Live album by Elevation Worship
- Released: January 14, 2014
- Recorded: July 19, 2013
- Venue: Elevation Church Blakeney, Charlotte, North Carolina, U.S.
- Genre: Worship
- Length: 79:01
- Label: Essential
- Producer: Mack Brock

Elevation Worship chronology
| Nothing Is Wasted (2013) | Only King Forever (2014) | Wake Up the Wonder (2014) |

= Only King Forever =

Only King Forever is the third live album from Elevation Worship recorded at Elevation Blakeney. Essential Worship released the album on January 14, 2014. They worked with Mack Brock in the production of this album.

==Critical reception==

David Jeffries, giving the album four stars from AllMusic states, "with the live set running just under 80 minutes with every epic allowed plenty of room to stretch, this is Elevation's best to date, winning in both the categories of quality and quantity." Awarding the album three stars at Worship Leader, Jeremy Armstrong, describes, "the most consistent, high quality, congregational music in the American sonic landscape." Dawn Teresa, rating the album three and a half stars by New Release Today says, "With Only King Forever, Elevation Worship presents a packed-full record... Elevation Worship ultimately falls just short of lifting off." In a four and a half star review in Louder Than the Music, Jono Davies writes, "most importantly, this release leads you to Jesus."

__EXERCISE PROMPT__: Output the stretch of the Only King Forever album text from "Elevation Worship chronology" through "of this album.", copied word for word.

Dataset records
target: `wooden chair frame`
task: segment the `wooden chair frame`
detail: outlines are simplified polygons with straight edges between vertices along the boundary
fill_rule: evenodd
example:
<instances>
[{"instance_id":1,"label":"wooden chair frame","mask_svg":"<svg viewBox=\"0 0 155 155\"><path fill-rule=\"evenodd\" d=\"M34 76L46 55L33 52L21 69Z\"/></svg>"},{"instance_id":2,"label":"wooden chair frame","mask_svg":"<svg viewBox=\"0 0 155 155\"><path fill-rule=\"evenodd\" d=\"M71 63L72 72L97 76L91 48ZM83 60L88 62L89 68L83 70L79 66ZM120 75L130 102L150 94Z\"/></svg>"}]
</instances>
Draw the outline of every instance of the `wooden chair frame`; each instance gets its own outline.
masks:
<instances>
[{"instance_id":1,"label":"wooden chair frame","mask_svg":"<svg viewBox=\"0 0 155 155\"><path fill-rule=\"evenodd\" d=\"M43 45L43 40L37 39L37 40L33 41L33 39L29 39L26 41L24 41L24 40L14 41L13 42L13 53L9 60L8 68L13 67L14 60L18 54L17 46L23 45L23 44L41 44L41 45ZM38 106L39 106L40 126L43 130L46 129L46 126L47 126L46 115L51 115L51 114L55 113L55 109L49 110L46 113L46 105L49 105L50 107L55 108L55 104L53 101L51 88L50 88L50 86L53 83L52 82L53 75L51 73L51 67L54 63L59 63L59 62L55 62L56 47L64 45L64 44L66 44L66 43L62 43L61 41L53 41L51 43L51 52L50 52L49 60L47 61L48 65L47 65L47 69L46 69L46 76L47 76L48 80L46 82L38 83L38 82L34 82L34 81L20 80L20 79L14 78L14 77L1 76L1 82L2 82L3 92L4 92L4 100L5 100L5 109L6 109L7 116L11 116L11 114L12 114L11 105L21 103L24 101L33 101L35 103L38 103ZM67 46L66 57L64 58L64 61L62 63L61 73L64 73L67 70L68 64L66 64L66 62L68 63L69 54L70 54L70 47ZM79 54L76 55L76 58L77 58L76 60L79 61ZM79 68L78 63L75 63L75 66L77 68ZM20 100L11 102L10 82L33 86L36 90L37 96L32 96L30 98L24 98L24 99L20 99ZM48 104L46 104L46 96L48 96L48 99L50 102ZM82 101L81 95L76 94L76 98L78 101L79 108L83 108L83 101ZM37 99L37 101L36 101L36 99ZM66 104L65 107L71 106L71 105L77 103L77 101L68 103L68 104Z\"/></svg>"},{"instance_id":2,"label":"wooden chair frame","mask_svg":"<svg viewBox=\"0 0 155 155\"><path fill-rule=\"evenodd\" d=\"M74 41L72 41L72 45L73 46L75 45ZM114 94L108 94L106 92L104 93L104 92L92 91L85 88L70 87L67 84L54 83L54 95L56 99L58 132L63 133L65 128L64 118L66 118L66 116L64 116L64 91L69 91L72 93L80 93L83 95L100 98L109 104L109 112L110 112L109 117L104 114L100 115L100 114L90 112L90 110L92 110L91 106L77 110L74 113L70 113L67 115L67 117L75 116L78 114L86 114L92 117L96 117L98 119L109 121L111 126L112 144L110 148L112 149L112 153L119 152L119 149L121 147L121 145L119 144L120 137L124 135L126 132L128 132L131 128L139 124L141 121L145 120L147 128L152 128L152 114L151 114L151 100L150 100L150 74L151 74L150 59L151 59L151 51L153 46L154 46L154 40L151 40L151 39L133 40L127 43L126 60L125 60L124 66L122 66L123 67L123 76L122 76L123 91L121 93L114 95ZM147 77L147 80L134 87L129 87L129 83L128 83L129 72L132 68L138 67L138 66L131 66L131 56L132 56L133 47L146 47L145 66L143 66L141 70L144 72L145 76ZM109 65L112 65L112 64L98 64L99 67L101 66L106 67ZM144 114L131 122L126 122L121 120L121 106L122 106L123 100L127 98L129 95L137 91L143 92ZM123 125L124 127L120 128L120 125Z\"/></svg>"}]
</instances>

__REPLY__:
Elevation Worship chronology
| Nothing Is Wasted (2013) | Only King Forever (2014) | Wake Up the Wonder (2014) |

= Only King Forever =

Only King Forever is the third live album from Elevation Worship recorded at Elevation Blakeney. Essential Worship released the album on January 14, 2014. They worked with Mack Brock in the production of this album.